List every line in the rows below that contains the word "coneflower". Case counts.

◆ **Items**
start
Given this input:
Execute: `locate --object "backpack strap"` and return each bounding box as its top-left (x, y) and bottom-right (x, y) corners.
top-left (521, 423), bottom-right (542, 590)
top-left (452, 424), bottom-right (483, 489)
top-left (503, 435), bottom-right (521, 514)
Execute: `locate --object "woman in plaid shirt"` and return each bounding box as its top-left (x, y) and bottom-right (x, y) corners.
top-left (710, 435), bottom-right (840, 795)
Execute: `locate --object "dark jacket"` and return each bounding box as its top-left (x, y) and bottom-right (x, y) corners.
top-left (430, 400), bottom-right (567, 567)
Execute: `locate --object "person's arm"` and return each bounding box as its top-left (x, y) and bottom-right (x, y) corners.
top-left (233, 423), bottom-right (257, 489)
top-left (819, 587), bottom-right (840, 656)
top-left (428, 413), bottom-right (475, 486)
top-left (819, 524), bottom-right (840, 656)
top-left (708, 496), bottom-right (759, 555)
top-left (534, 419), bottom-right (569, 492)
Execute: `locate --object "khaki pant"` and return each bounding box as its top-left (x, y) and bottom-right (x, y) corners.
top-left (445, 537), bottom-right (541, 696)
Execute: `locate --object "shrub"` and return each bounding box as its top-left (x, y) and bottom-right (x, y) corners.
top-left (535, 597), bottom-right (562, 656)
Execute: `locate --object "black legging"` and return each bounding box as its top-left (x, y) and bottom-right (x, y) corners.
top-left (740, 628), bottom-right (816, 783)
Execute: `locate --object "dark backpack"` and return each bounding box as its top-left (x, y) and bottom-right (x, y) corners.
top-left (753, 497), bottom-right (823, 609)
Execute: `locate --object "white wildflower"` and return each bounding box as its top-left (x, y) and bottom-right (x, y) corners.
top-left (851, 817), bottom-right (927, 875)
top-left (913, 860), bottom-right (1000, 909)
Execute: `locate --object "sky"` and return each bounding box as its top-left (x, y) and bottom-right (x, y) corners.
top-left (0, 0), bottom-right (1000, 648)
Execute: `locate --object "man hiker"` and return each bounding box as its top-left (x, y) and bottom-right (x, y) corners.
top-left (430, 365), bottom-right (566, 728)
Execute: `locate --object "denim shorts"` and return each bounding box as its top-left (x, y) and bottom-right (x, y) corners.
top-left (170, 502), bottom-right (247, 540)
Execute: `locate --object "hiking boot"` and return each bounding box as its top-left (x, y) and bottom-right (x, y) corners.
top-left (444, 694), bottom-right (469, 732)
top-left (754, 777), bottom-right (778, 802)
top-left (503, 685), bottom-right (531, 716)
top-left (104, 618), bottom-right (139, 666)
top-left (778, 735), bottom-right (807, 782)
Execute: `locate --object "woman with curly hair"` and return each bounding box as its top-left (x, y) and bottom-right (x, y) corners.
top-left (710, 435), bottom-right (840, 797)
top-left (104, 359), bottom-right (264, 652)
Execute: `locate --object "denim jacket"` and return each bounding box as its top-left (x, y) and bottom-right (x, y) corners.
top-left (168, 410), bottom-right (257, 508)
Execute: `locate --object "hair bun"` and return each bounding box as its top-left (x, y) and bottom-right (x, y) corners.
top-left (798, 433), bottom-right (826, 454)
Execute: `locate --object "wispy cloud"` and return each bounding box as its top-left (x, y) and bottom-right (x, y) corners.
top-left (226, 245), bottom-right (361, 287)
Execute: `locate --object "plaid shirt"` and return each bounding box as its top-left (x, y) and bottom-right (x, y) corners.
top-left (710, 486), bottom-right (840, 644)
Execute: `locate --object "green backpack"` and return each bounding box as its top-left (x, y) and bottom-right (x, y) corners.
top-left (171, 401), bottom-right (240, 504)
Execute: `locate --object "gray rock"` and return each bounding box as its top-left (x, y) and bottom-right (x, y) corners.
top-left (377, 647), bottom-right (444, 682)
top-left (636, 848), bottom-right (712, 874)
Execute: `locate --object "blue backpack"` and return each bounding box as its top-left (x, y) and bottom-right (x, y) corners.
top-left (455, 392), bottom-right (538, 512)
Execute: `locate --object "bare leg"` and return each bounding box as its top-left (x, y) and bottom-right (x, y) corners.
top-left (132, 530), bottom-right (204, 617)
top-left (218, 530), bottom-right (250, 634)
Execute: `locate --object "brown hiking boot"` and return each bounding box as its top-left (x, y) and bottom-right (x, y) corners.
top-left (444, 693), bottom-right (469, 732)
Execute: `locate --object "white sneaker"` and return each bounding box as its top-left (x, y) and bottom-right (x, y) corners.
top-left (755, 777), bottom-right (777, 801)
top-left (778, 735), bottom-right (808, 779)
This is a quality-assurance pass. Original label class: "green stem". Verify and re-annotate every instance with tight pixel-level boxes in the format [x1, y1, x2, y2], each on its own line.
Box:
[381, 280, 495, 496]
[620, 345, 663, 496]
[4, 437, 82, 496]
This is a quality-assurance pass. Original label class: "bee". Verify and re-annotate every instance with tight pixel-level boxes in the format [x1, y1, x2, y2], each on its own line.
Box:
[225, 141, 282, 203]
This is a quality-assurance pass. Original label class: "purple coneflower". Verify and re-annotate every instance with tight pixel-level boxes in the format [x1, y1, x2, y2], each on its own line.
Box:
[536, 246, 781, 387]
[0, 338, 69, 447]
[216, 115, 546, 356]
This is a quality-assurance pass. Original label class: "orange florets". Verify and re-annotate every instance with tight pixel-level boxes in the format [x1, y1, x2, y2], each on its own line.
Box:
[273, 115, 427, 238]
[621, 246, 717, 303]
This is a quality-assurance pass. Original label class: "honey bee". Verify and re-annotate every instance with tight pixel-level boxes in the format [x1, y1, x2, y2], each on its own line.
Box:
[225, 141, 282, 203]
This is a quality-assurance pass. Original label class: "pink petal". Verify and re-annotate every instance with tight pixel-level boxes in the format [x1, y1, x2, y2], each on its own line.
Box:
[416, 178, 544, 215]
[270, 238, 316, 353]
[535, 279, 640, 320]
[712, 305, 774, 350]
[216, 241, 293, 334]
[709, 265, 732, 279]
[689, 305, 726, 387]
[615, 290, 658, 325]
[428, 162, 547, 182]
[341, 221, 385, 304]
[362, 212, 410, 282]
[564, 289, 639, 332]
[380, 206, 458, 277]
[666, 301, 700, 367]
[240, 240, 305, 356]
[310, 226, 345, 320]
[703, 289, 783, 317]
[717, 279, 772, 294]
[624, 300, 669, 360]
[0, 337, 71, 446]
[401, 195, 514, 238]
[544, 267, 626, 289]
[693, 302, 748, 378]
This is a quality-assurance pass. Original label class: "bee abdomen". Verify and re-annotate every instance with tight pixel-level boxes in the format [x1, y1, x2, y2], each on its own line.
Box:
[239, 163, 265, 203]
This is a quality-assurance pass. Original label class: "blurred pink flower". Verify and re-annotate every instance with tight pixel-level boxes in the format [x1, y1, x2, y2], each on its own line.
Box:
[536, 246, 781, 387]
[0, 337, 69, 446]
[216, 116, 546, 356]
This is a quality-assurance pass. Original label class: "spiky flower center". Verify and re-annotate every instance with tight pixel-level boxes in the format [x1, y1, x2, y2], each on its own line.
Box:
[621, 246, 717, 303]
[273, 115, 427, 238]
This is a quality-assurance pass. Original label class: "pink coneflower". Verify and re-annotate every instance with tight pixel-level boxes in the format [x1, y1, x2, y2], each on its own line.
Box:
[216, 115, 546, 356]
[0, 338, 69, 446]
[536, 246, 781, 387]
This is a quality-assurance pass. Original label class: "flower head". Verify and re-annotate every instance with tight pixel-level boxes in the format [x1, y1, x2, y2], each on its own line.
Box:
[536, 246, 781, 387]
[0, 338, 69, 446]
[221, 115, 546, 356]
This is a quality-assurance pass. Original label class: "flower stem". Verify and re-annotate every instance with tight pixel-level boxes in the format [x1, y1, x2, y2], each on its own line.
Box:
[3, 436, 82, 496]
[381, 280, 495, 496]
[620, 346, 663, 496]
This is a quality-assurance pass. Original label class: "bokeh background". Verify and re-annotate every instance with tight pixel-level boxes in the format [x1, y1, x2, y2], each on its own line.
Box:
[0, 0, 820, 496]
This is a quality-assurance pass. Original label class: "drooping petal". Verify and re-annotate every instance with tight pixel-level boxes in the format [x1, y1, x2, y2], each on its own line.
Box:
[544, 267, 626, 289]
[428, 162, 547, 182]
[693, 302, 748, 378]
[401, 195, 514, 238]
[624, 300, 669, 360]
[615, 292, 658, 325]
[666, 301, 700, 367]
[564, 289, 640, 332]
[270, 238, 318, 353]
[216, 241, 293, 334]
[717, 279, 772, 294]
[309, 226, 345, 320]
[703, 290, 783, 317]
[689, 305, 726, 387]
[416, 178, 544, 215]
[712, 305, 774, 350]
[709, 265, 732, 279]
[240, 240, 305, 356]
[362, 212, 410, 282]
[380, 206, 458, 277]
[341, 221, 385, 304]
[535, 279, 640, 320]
end
◆ **Solved exercise**
This is a quality-assurance pass. Original label class: "purple coneflower". Verify and re-annotate every instance with tight pixel-level boxes in the format [x1, y1, x2, y2], each on its own line.
This is a quality-assurance pass. Original label class: "pink coneflower". Verify and re-annotate every instance with tight pixel-level boxes in the format [x1, y1, x2, y2], each on its own line.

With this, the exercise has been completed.